DATA EXCERPTS:
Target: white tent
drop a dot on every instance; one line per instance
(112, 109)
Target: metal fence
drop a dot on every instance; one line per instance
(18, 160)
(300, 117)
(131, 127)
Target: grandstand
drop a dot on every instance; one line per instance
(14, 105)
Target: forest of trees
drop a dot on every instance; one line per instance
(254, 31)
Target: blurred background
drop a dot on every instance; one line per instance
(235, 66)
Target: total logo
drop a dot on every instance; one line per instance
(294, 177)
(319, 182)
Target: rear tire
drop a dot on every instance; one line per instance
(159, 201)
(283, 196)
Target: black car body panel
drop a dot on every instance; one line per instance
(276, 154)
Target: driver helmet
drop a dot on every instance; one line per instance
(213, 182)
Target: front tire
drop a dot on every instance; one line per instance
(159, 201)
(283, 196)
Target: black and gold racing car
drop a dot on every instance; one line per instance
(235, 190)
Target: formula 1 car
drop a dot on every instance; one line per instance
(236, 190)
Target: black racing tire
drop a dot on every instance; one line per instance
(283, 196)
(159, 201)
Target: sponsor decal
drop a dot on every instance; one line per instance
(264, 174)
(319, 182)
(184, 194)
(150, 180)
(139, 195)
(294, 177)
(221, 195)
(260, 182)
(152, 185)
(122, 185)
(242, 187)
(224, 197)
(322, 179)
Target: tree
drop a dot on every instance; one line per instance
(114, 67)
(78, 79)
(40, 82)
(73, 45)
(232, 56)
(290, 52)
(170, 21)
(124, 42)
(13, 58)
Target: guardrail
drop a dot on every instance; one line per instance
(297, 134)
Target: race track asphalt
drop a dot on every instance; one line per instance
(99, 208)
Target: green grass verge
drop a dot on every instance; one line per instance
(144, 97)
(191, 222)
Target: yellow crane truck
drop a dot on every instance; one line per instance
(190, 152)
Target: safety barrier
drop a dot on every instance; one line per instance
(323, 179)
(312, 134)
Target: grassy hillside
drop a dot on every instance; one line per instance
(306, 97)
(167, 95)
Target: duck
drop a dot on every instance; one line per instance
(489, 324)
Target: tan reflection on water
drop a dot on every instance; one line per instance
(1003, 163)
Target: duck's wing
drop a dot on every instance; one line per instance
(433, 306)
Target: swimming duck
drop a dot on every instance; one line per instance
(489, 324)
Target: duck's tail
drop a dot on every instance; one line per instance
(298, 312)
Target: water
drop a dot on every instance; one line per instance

THE PROBLEM: Output the lines above verbatim and in full.

EXERCISE RESPONSE:
Target: white tent
drop a dot on every instance; one line per instance
(112, 109)
Target: metal fence
drop a dot on every instance; one line per instance
(18, 160)
(300, 117)
(131, 127)
Target: grandstand
drop a dot on every instance; one line per instance
(14, 105)
Target: forest of trees
drop a dot on every instance; one line per instance
(254, 31)
Target: blurred background
drop a dot on every instance; one line per instance
(235, 66)
Target: total logo
drop a dot on every instance; one line per instance
(294, 177)
(319, 182)
Target: rear tire
drop a dot on every instance; one line per instance
(159, 201)
(283, 196)
Target: black car body panel
drop a dot on every instance; one line per instance
(276, 154)
Target: driver helmet
drop a dot on every instance; one line per instance
(213, 182)
Target: front tire
drop a dot on every instance; one line per instance
(159, 201)
(283, 196)
Target: black and gold racing car
drop a dot on every instance; one line per instance
(235, 190)
Target: formula 1 car
drop a dot on every instance; one line per instance
(236, 190)
Target: black racing tire
drop a dot on every instance; one line per instance
(283, 196)
(159, 201)
Target: sponsor decal
drop a dot on every instance; one line per instance
(264, 174)
(319, 182)
(184, 194)
(150, 180)
(139, 195)
(294, 177)
(221, 195)
(260, 182)
(152, 185)
(122, 185)
(242, 187)
(224, 197)
(322, 179)
Target: tree
drop a dot on every instance; one line per instance
(114, 67)
(78, 79)
(40, 82)
(73, 45)
(232, 56)
(290, 52)
(170, 21)
(124, 42)
(13, 58)
Target: guardrail
drop a dot on every instance; one line per instance
(297, 134)
Target: race track asphalt
drop a dot on every instance; one line per instance
(99, 208)
Target: green grass verge
drop a dot on every instance; one line per instance
(144, 97)
(191, 222)
Target: yellow crane truck
drop a dot on every instance; one line per instance
(190, 152)
Target: safety barrier
drop a dot on every instance; one line per instance
(323, 179)
(312, 134)
Target: grassy hillside
drop a dot on every instance; one line per instance
(306, 97)
(167, 95)
Target: duck
drop a dot on every instance; one line per instance
(489, 324)
Target: tan reflection on water
drop a dot on every instance; one line per instance
(1003, 163)
Target: duck's wing
drop a dot on every instance; one line per instance
(433, 306)
Target: swimming duck
drop a dot on every instance; one line per instance
(489, 324)
Target: duck's tail
drop a dot on every instance; one line per instance
(298, 312)
Target: water
drop a dot on every instance; one line per instance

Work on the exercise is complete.